**WHAT YOU SHOULD DO**
Exclude the pictures, then copy all remaining records exactly.
━━ DATA EXTRACT
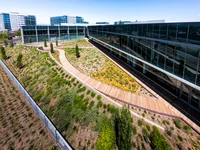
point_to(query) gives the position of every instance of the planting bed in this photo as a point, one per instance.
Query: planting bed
(93, 63)
(20, 128)
(81, 115)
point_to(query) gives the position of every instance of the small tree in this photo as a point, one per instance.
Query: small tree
(77, 51)
(124, 128)
(51, 48)
(19, 61)
(158, 141)
(30, 40)
(45, 43)
(11, 44)
(3, 53)
(5, 43)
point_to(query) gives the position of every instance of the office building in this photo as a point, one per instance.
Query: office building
(121, 22)
(16, 20)
(55, 21)
(5, 22)
(52, 33)
(30, 20)
(102, 22)
(164, 54)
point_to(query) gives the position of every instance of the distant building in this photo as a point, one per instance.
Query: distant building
(85, 22)
(5, 21)
(122, 22)
(30, 20)
(16, 20)
(102, 22)
(66, 19)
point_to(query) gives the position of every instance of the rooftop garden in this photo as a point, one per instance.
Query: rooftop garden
(85, 118)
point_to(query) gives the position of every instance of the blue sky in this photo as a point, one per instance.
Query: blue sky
(107, 10)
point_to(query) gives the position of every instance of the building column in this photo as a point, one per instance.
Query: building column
(133, 62)
(48, 34)
(22, 34)
(190, 95)
(76, 32)
(59, 32)
(144, 68)
(36, 33)
(152, 50)
(68, 33)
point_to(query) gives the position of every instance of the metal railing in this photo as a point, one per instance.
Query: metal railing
(60, 141)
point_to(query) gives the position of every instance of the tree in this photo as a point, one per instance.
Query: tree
(106, 136)
(11, 44)
(158, 141)
(51, 48)
(123, 129)
(5, 43)
(30, 40)
(45, 43)
(3, 53)
(19, 61)
(77, 51)
(17, 33)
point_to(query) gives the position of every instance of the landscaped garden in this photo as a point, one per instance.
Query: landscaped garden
(86, 119)
(93, 63)
(20, 128)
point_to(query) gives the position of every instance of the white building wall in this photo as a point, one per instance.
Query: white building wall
(71, 19)
(1, 23)
(16, 20)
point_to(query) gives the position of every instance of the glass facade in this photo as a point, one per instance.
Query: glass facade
(5, 18)
(58, 20)
(30, 20)
(167, 53)
(51, 33)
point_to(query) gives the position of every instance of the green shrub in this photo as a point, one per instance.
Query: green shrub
(106, 136)
(177, 123)
(140, 122)
(123, 129)
(144, 131)
(148, 127)
(134, 130)
(77, 51)
(93, 94)
(158, 141)
(169, 132)
(51, 48)
(81, 89)
(180, 147)
(88, 92)
(180, 138)
(91, 104)
(19, 61)
(187, 128)
(113, 110)
(99, 97)
(3, 53)
(99, 104)
(11, 44)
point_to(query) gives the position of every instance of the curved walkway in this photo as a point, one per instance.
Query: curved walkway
(155, 105)
(152, 104)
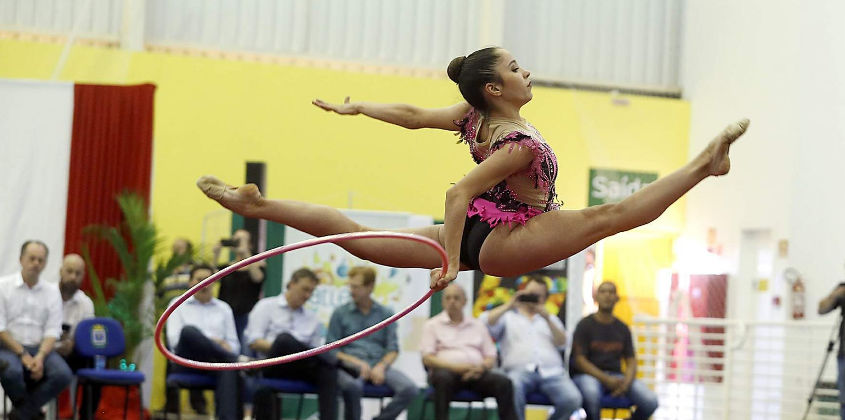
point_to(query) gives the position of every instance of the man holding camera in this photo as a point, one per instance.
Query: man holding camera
(242, 288)
(531, 341)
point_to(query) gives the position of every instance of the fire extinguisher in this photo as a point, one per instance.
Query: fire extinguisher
(798, 301)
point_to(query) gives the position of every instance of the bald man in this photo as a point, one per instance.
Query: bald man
(459, 353)
(76, 305)
(30, 323)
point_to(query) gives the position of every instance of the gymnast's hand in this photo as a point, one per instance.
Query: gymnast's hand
(343, 109)
(439, 280)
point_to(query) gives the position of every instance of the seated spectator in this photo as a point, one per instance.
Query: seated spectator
(459, 354)
(203, 329)
(242, 288)
(76, 306)
(531, 341)
(30, 324)
(600, 344)
(281, 325)
(172, 287)
(372, 355)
━━━━
**RESPONSE BELOW**
point_to(query) gives the position of every instance of the planting bed in this photo as a point, one per instance.
Query: planting bed
(93, 63)
(20, 128)
(81, 115)
point_to(query) gives the position of every instance of the small tree in this photo as a point, one per instance.
Query: small tree
(77, 51)
(124, 128)
(51, 48)
(19, 61)
(158, 141)
(30, 40)
(45, 43)
(11, 44)
(3, 53)
(5, 43)
point_to(query) gives the position of every instance of the office building in this photo as a point, one per instance.
Query: office building
(121, 22)
(16, 20)
(55, 21)
(5, 22)
(52, 33)
(30, 20)
(102, 22)
(164, 54)
point_to(query) gives the position of every instance of the distant building in this photo as a point, one per instance.
Query: distant building
(85, 22)
(5, 21)
(122, 22)
(30, 20)
(16, 20)
(102, 22)
(66, 19)
point_to(query) gives the position of every instance of the rooftop garden in this photo as a point, one per instance.
Query: rooftop garden
(85, 118)
point_to(query) gives the position of every instance of the blue sky in this photo as a point, one per instance.
Query: blue sky
(107, 10)
point_to(query) gives the position of every instance of the building column in this photo as a point, one per instance.
Query: building column
(133, 62)
(48, 34)
(22, 34)
(190, 95)
(76, 32)
(59, 32)
(144, 68)
(36, 33)
(152, 50)
(68, 33)
point_to(query) gives the position of every instance of the metal railing in this photo as a point, one per instance.
Query: metal railing
(60, 141)
point_to(query) gives the position of every instance of the tree in this photo as a point, one per instance.
Query: tree
(106, 136)
(11, 44)
(158, 141)
(51, 48)
(123, 129)
(5, 43)
(30, 40)
(45, 43)
(3, 53)
(19, 61)
(77, 51)
(17, 33)
point_to(query) gives the position of every instance of the landscaped garden in this photo as a point, one per instance.
Query: landscaped garden
(86, 119)
(93, 63)
(20, 128)
point_to(query) gives the position of every instance of the white building wall in this photo as a point, one per instance.
Query: white building wall
(71, 19)
(1, 23)
(16, 20)
point_to(query) gives the position of every instance of the glass facade in this photo as a point, one per instance.
Query: glass facade
(5, 18)
(58, 20)
(30, 20)
(167, 53)
(51, 33)
point_to(query) gives the position of every instance of the green shrub in this photo as a point, one per instance.
Query: green shrub
(106, 136)
(177, 123)
(140, 122)
(123, 129)
(144, 131)
(148, 127)
(134, 130)
(77, 51)
(93, 94)
(158, 141)
(169, 132)
(51, 48)
(81, 89)
(180, 147)
(88, 92)
(180, 138)
(91, 104)
(19, 61)
(187, 128)
(113, 110)
(99, 97)
(3, 53)
(99, 104)
(11, 44)
point_to(query) gives the position of every instance of the curved walkway in this photo as a point, one per instance.
Query: curved walkway
(155, 105)
(152, 104)
point_to(query) gives the position of every instance of the man holding camera in this photo as a point, one per instance.
Query: man holding camera
(242, 288)
(531, 341)
point_to(query) gives the position of every instance of the fire extinguisher in this photo as a point, one per instance.
Query: fire extinguisher
(798, 301)
point_to(query) gives the position of every instance of the bald man in this photo as a point, one per instance.
Query: bald man
(459, 353)
(76, 305)
(30, 323)
point_to(query) gives the position of every instance of the gymnast's hand in this photo as a point, one per instance.
Query: gymnast's hand
(343, 109)
(439, 280)
point_to(query) gives the position of every instance of the seated spectator in this photo as a point, one per instance.
Query: seated spectator
(459, 354)
(203, 329)
(242, 288)
(76, 306)
(531, 341)
(30, 324)
(600, 344)
(281, 325)
(172, 287)
(372, 355)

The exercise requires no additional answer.